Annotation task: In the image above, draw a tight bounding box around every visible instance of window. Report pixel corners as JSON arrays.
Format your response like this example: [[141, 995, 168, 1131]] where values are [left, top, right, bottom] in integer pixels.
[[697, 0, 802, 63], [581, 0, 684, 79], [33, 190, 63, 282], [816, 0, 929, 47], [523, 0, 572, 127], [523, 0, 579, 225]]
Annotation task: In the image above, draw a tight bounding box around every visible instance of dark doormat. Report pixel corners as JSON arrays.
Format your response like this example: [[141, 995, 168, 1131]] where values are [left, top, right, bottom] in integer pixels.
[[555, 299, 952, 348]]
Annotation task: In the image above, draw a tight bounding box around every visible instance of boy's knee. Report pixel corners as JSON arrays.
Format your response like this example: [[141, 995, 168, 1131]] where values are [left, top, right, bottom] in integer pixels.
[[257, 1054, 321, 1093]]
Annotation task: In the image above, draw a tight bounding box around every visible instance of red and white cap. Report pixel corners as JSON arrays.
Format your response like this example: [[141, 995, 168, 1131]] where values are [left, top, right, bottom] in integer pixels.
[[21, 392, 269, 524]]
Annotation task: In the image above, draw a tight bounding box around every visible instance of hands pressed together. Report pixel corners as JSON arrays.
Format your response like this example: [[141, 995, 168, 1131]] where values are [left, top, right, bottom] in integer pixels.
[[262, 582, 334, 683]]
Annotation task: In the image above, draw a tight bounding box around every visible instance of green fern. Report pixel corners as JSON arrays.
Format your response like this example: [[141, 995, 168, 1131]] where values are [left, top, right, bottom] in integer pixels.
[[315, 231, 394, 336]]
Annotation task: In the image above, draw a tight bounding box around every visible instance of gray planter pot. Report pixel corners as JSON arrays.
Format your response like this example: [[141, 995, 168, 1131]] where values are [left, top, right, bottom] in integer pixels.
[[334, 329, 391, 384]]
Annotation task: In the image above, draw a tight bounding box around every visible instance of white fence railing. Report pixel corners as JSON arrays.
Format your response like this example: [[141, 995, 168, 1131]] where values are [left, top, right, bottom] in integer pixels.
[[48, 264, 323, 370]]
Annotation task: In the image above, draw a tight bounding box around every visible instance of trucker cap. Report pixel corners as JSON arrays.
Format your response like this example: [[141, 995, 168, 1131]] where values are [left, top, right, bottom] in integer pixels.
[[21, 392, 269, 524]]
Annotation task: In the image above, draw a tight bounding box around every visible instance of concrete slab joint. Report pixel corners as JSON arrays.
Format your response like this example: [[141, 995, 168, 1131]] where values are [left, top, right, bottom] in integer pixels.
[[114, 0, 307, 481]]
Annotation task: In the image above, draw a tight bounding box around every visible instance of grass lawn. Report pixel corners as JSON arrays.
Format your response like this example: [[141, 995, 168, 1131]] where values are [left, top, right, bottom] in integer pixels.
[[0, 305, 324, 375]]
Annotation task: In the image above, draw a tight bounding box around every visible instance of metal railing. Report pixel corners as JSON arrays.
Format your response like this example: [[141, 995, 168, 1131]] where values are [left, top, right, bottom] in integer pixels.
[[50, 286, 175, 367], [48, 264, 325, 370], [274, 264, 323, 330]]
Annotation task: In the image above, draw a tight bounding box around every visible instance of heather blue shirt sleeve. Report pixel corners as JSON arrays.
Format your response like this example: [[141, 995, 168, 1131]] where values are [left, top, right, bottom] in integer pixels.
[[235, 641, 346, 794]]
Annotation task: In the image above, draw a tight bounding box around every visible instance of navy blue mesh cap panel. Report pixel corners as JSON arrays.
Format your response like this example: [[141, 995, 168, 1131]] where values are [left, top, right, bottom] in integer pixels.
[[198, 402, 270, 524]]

◆ Requirements ◆
Rewrite every row above as a JSON list of strings, with one string per line and blank lines omitted.

◆ Written solution ◆
[
  "Annotation task: In the image above, draw a tight bounding box around every visible instance of window. Report pixel corners as JSON arrays.",
  "Format your response like this example: [[141, 995, 168, 1131]] where values are [left, top, right, bottom] in integer pixels.",
  "[[697, 0, 802, 63], [581, 0, 684, 79], [33, 190, 63, 282], [816, 0, 929, 47], [523, 0, 572, 127], [523, 0, 579, 225]]",
  "Annotation task: In the image above, draw a tight bounding box around every visible instance of dark doormat. Report pixel corners as JSON arrays.",
  "Format your response like this example: [[141, 995, 168, 1131]] where values are [left, top, right, bottom] in integer pixels.",
  "[[555, 299, 952, 348]]",
  "Annotation task: In the image above, draw a tight bounding box around every visible instance of boy's knee. Report pixel corners as JSON arrays.",
  "Format your response like this example: [[141, 995, 168, 1131]] where values are [left, top, right, bottom] in integer pixels.",
  "[[257, 1054, 321, 1093]]",
  "Annotation task: In the image above, draw a tight bounding box around every visible instance of red and white cap. Report pixel corners as JSON arrays.",
  "Format your response like this example: [[141, 995, 168, 1131]] where values are [left, top, right, bottom] in integer pixels.",
  "[[21, 392, 269, 524]]",
  "Annotation task: In the image above, draw a tight bounding box around every visible instance of hands pressed together. Report pixel corners as JSON arrays.",
  "Format your response like this example: [[141, 995, 168, 1131]] where values are [left, top, right, bottom] in integer pixels.",
  "[[262, 582, 334, 683]]",
  "Annotation task: In the image above, draw a tight bounding box around every visible instance of green fern. Report pixel corners as JSON arrays.",
  "Format your response like this example: [[141, 995, 168, 1131]] where values are [left, top, right, bottom] in integer pixels.",
  "[[315, 231, 394, 336]]",
  "Annotation task: In the image above, draw a tight bounding box around every visible instance of gray planter pot. Report pixel corners as JSON arrays.",
  "Format your response like this example: [[141, 995, 168, 1131]] where values are [left, top, right, bottom] in integer pixels.",
  "[[334, 329, 391, 384]]",
  "Annotation task: In the image above, draw a tight bounding box around every visible instance of white fence railing. Report pixel corners as JSON arrays.",
  "Format your response like this example: [[141, 995, 168, 1131]] where values are [left, top, right, bottom] in integer pixels.",
  "[[48, 264, 323, 370]]",
  "Annotation task: In the image above, draw a tight bounding box around every visible instance of trucker cap. Report pixel corners as JSON arrays.",
  "Format your response like this example: [[141, 995, 168, 1131]] where values are [left, top, right, bottom] in integer pixels.",
  "[[21, 392, 269, 524]]",
  "Annotation task: In the image above, draw a tight bounding box around every visible instance of concrete slab joint. Report pixel corners as JSON arrays.",
  "Format your response like this example: [[141, 995, 168, 1131]] where values are [left, top, right, bottom] in integer pixels.",
  "[[114, 0, 307, 481]]",
  "Annotation task: In the image above, draw a tight bounding box around every visible instance of grass lawn. Report pixel corners as JSON arrays.",
  "Format your response like this example: [[141, 995, 168, 1131]] where values are [left, top, right, bottom] in integer pixels.",
  "[[0, 305, 324, 375]]",
  "Annotation task: In the image above, draw a tight bounding box around every visible instance of metal railing. Report pixel corners as JSON arrays.",
  "Format your response like this example: [[141, 995, 168, 1131]] where values are [left, top, right, bottom] in integer pixels.",
  "[[50, 286, 175, 367], [48, 264, 325, 370], [274, 264, 323, 330]]",
  "Annotation task: In the image above, draw a tight bounding box around every visible instance of heather blue shirt sleeve. Report pixel corners as JSON arrays.",
  "Format your response like this example: [[141, 995, 168, 1131]] where values are [left, top, right, bottom] in integer pixels.",
  "[[235, 641, 346, 794]]",
  "Annotation task: In the image above, draw a tight bounding box around every visible instance of navy blue mesh cap panel. Report pixel corners as JSON arrays.",
  "Format your response like this example: [[141, 995, 168, 1131]] where values are [left, top, right, bottom] in integer pixels.",
  "[[198, 402, 270, 524]]"
]